#### ПОСТАВЛЕННАЯ ЗАДАЧА A:
Перечислите все черты лица Толстого, названные в описании его внешности в отрывке о Трубецком и Толстом.

------ ПРЕДЛОЖЕННЫЙ ОТРЫВОК

Огромный, длиннолицый, с излишками конечностей, - Паоло Трубецкой. Его руки молотобойца выделывали миниатюры людей и животных. Этими княжескими ручищами повыбросил он весь старый лепной материал со стоячими и лежачими натурщиками и подсунул ученикам одетых, как в жизни, девушек, собак со щенятами и лошадей со всадниками, со всем присущим им импрессионизмом. Здесь у него увидал я впервые Льва Толстого, верховой портрет которого Трубецкой лепил в то время.

Старик был в полушубке и в шапке. Торчала знаменитая борода над воротником и грудью. Серые глаза из-под спутанных бровей смотрели остро, юношески, и толстовский нос, вовсю утверждающий себя, пучился над усами впавшего рта.

Казалось, ничего ему лично принадлежащего в нем не было, казалось, это был аппарат, созданный мной и всеми и принадлежавший всем, - иначе нельзя было вместить в эти стариковские формы всего толстовского, чем он залил мир, переиначил и утвердил силою своих образов по-нашему явления и события.

В эти дни Толстой увлекался Трубецким. Непосредственный, влюбленный в животных, не евший трупов, как он сам говорил, с топорной философией, Трубецкой сильно заинтересовал Льва Николаевича, и тот всячески старался вскрыть глубинные основы, на которых это огромное тело скульптора базировалось. Толстого тот никогда ни строчки не читал, о христианстве узнал только по мешающему работать звону московских колоколен и вообще отличался обаятельным невежеством вне своих волков, собак и скульптуры.

Несколько раз вручал Толстой Трубецкому избранные свои книги, и всякий раз они рассеянно оставались лежать в передней дома в Хамовниках.

Трубецкой со всех сторон оказался непроницаемым для толстовских идей, но про великого старика говорил:

- Иль н'е па маль дю ту, се вьё конт: иль а бон мин пур сон аж (он ничего себе, этот старый граф: у него хороший вид для своих лет)! - и на этом выводе строил преимущества вегетарианства перед мясоедением.

Словом, каждый по-своему, но они поняли друг друга.

------------
------ ПРЕДОСТАВЛЕННЫЕ ЗАПИСИ

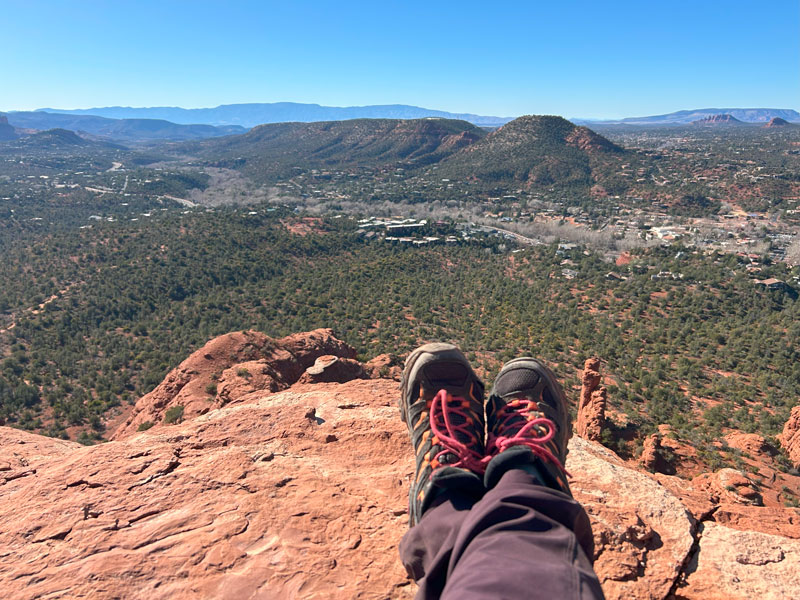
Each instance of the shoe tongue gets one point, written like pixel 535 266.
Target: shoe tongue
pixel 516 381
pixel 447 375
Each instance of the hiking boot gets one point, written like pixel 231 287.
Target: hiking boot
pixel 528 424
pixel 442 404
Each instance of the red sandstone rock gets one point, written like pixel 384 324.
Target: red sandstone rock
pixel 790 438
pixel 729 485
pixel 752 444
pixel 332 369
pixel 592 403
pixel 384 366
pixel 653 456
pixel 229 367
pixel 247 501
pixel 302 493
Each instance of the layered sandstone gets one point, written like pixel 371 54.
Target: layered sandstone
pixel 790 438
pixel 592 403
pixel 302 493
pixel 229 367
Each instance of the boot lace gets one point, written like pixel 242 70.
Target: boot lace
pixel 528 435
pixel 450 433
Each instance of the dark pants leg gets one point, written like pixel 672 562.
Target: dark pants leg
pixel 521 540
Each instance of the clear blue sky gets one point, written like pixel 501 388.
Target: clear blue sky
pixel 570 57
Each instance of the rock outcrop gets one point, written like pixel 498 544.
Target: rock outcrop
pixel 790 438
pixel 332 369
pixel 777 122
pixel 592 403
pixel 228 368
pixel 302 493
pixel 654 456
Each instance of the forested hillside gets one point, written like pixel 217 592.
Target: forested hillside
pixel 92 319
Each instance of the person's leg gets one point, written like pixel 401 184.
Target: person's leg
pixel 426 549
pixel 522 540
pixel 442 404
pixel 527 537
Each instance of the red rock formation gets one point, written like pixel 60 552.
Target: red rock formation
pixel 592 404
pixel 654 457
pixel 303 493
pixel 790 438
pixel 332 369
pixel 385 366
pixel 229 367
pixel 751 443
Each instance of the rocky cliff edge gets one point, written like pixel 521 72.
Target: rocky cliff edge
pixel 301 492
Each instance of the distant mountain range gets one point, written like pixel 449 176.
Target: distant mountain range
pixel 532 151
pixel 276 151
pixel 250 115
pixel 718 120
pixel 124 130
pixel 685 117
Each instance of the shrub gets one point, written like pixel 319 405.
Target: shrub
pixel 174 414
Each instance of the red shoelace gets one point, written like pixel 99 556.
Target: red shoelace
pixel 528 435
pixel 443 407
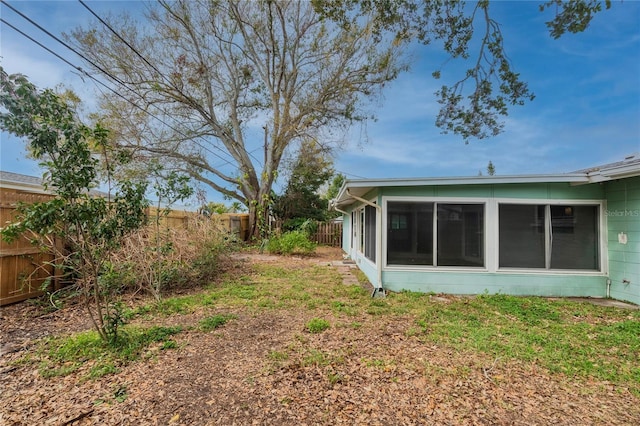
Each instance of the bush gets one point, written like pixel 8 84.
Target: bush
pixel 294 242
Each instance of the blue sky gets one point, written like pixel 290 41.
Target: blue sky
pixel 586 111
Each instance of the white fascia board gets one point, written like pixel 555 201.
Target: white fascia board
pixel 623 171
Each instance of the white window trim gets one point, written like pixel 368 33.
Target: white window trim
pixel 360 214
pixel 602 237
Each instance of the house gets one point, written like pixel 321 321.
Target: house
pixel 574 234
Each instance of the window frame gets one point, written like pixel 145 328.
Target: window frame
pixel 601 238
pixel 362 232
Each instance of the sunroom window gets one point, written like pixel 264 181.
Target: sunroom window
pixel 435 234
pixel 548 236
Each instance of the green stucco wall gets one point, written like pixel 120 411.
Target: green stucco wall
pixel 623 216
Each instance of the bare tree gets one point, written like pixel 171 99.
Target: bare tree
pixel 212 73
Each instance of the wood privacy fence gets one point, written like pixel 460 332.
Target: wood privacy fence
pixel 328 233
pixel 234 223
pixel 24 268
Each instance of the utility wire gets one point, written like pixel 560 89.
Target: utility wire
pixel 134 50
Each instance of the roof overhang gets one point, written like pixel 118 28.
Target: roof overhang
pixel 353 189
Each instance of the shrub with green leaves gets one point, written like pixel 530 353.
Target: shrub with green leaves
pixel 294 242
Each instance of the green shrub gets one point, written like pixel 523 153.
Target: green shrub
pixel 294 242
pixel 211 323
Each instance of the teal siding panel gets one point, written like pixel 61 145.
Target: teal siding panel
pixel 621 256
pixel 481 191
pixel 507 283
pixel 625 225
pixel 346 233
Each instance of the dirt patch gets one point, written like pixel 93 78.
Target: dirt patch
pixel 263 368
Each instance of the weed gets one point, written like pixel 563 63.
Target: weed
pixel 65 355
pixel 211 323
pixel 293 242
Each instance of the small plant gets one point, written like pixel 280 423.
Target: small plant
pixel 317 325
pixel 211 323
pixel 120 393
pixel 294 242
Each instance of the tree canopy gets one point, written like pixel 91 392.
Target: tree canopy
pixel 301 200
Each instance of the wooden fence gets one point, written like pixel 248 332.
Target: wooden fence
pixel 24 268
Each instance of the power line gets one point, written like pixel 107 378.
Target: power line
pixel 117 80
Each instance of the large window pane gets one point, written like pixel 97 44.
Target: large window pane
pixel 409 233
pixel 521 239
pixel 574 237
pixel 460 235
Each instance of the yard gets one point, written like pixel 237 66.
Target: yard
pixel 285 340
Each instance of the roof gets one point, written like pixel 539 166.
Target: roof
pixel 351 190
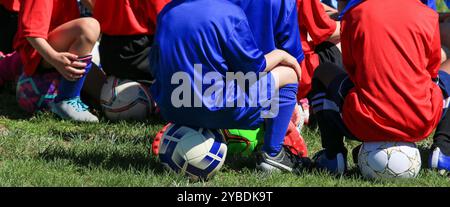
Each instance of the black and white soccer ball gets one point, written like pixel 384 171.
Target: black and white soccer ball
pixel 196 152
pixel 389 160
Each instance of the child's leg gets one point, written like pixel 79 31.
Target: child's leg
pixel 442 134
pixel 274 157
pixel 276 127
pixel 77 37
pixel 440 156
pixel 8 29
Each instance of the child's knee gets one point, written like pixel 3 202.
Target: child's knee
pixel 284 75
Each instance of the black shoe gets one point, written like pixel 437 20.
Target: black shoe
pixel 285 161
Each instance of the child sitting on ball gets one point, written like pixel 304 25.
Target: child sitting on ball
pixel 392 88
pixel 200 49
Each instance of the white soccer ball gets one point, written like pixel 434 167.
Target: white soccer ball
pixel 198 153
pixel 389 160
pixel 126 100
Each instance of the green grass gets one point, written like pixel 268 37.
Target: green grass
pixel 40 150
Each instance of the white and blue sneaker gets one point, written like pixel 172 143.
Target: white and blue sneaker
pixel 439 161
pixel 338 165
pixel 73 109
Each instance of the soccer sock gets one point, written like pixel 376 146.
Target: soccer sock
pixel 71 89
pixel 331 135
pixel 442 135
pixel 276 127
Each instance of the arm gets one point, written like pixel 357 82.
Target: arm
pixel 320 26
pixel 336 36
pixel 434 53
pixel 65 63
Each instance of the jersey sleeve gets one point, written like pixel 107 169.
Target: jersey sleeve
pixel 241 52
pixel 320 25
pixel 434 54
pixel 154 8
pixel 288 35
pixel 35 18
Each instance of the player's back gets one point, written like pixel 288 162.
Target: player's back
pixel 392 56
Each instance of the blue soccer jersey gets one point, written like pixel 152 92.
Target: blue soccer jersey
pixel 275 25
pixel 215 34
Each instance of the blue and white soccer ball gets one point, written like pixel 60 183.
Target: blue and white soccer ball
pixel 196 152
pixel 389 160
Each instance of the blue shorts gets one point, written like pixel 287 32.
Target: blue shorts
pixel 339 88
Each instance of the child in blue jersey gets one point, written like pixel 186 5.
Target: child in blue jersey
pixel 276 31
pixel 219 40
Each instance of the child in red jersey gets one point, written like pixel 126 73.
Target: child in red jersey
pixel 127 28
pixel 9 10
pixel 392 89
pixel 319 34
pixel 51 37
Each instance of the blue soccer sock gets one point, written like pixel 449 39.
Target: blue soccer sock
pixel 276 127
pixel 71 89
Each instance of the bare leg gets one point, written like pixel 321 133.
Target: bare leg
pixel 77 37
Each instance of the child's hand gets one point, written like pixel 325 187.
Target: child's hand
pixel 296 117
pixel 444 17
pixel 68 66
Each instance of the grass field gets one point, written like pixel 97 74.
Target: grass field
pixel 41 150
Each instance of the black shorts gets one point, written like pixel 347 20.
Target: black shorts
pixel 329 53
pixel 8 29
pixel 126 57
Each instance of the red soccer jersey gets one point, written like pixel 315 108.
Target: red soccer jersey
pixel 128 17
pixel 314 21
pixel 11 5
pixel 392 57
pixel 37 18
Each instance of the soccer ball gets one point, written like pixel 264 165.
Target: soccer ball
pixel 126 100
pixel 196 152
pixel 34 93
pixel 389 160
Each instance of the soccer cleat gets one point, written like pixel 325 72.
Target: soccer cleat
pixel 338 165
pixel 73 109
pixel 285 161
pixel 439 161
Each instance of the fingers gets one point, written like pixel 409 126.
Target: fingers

------------
------ ПРЕДОСТАВЛЕННЫЕ ЗАПИСИ

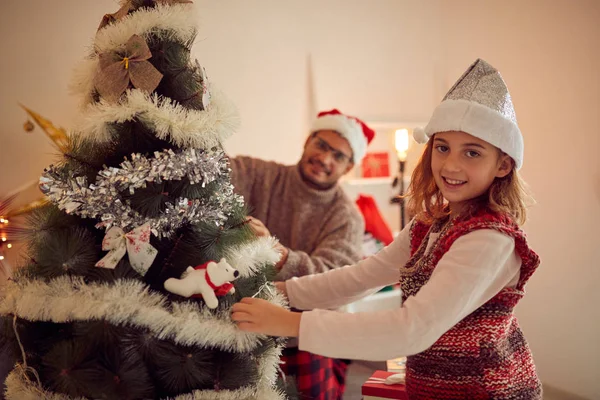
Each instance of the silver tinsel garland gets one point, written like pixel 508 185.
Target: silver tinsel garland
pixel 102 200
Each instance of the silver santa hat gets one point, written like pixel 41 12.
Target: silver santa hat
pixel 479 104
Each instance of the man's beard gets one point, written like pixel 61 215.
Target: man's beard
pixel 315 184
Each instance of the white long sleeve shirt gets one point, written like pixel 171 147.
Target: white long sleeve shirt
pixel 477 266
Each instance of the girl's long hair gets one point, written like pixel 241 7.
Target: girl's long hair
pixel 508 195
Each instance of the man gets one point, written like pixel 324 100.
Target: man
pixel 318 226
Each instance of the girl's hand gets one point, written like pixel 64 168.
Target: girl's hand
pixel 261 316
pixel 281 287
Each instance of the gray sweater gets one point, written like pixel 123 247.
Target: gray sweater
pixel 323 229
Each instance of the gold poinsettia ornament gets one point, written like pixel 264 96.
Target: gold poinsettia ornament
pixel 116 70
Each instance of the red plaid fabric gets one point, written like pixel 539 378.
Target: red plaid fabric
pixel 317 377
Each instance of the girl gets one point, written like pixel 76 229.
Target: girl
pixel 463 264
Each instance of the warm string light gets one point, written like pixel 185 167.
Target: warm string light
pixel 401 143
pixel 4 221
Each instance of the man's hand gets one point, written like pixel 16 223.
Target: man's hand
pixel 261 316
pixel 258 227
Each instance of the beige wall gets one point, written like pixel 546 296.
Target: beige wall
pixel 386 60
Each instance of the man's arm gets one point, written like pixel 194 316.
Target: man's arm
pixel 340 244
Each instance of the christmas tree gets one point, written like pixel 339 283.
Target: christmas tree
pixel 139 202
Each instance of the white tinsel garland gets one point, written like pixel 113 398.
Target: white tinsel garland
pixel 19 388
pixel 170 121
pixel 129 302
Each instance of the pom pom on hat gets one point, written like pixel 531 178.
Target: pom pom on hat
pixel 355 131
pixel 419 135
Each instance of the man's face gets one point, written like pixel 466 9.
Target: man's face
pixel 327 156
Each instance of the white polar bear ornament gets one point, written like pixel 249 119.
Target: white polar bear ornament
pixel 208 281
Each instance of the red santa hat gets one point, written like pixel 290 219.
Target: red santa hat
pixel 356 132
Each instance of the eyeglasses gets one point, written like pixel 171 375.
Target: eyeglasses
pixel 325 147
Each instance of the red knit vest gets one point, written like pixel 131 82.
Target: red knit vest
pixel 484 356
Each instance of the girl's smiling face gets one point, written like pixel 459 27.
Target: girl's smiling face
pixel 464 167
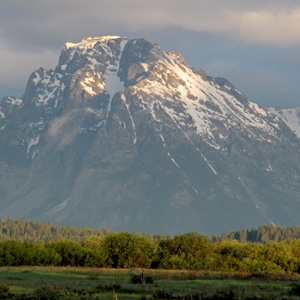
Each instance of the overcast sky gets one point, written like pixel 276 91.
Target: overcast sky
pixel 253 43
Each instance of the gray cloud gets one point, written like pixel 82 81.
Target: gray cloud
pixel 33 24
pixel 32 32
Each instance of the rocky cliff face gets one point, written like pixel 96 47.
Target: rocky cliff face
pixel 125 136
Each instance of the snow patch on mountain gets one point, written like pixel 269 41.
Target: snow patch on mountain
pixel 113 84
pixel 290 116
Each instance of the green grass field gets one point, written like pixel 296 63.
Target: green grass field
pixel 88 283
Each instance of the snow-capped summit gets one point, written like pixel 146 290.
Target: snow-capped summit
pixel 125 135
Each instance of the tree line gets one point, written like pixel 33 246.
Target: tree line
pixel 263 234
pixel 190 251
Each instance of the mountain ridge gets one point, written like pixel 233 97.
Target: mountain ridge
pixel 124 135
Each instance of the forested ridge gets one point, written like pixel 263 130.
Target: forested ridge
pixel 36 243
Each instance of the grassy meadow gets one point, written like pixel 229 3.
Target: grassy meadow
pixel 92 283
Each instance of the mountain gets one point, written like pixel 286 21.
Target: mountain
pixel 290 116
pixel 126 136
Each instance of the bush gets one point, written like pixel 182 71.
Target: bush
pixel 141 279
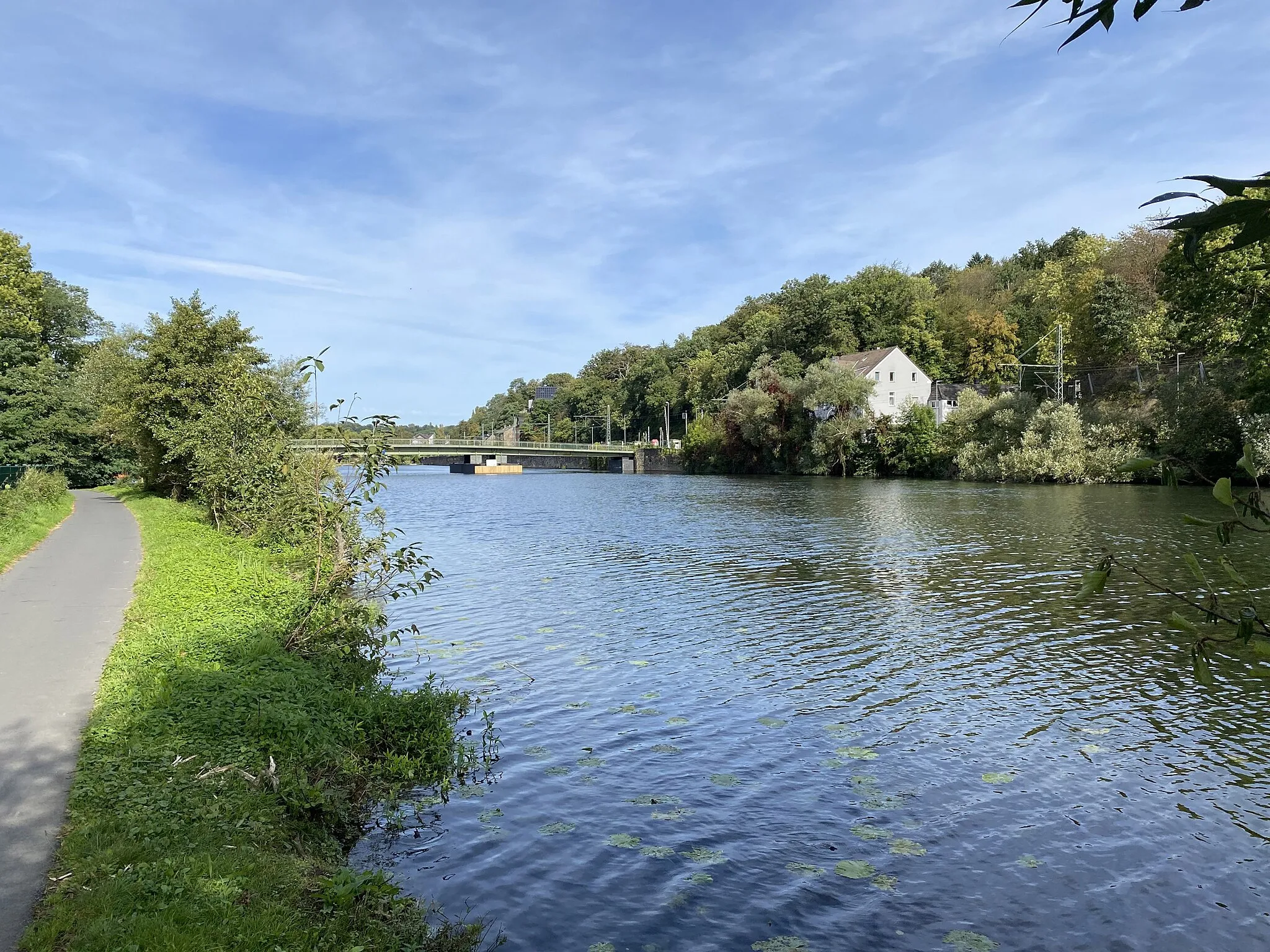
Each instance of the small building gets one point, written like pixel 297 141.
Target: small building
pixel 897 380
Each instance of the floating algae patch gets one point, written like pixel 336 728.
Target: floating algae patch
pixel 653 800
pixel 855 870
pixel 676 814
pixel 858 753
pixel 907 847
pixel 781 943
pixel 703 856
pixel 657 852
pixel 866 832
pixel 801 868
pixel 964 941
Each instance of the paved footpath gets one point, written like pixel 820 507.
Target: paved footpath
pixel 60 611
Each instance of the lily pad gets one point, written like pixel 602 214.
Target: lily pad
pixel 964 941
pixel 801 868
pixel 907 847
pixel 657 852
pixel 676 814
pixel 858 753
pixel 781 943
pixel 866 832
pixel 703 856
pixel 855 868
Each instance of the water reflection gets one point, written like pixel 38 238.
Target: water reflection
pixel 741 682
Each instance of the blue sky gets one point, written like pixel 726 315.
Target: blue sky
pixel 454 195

------------

#### ПОСТАВЛЕННАЯ ЗАДАЧА B:
Выведите из списка строки, начиная со строки, содержащей «Each instance of the shoe», и заканчивая строкой, содержащей «pixel 685 117», включая обе эти строки.

#### ПИСЬМЕННЫЙ ОТВЕТ A:
- борода
- серые глаза
- брови
- нос
- усы
- рот

#### ПИСЬМЕННЫЙ ОТВЕТ B:
Each instance of the shoe tongue gets one point, written like pixel 535 266.
Target: shoe tongue
pixel 516 381
pixel 447 375
Each instance of the hiking boot gets one point, written like pixel 231 287.
Target: hiking boot
pixel 528 424
pixel 442 404
Each instance of the red sandstone rock gets one point, written like pixel 384 324.
Target: red sandstone rock
pixel 790 438
pixel 729 485
pixel 752 444
pixel 332 369
pixel 592 403
pixel 384 366
pixel 653 456
pixel 229 367
pixel 247 501
pixel 302 493
Each instance of the layered sandstone gets one point, written like pixel 371 54.
Target: layered sandstone
pixel 790 438
pixel 592 403
pixel 302 493
pixel 229 367
Each instance of the boot lace gets one point, written like pixel 242 70.
Target: boot lace
pixel 528 435
pixel 450 433
Each instance of the dark pants leg gets one point, written like pixel 672 562.
Target: dark pants leg
pixel 521 540
Each instance of the clear blue sky gets one point, written like pixel 501 388.
Target: clear blue sky
pixel 570 57
Each instance of the rock outcrop gets one point, written like pixel 498 544.
Target: rock outcrop
pixel 790 438
pixel 332 369
pixel 777 122
pixel 592 403
pixel 228 368
pixel 302 493
pixel 654 456
Each instance of the forested hillside gets one point, written like pixel 217 592.
Target: forested hillside
pixel 92 319
Each instance of the person's leg gets one point, written like pixel 401 184.
Target: person's leg
pixel 426 549
pixel 522 540
pixel 442 404
pixel 527 537
Each instance of the red rock formation gets one point, written like pixel 60 552.
Target: red rock formation
pixel 592 404
pixel 654 457
pixel 303 493
pixel 790 438
pixel 332 369
pixel 385 366
pixel 229 367
pixel 751 443
Each instance of the rocky cliff edge gets one point, written like pixel 521 72.
Target: rocky cliff edge
pixel 301 492
Each instance of the distant mountain range gets one point, written like pixel 449 176.
Target: distant mountain range
pixel 532 151
pixel 276 151
pixel 250 115
pixel 718 120
pixel 124 130
pixel 685 117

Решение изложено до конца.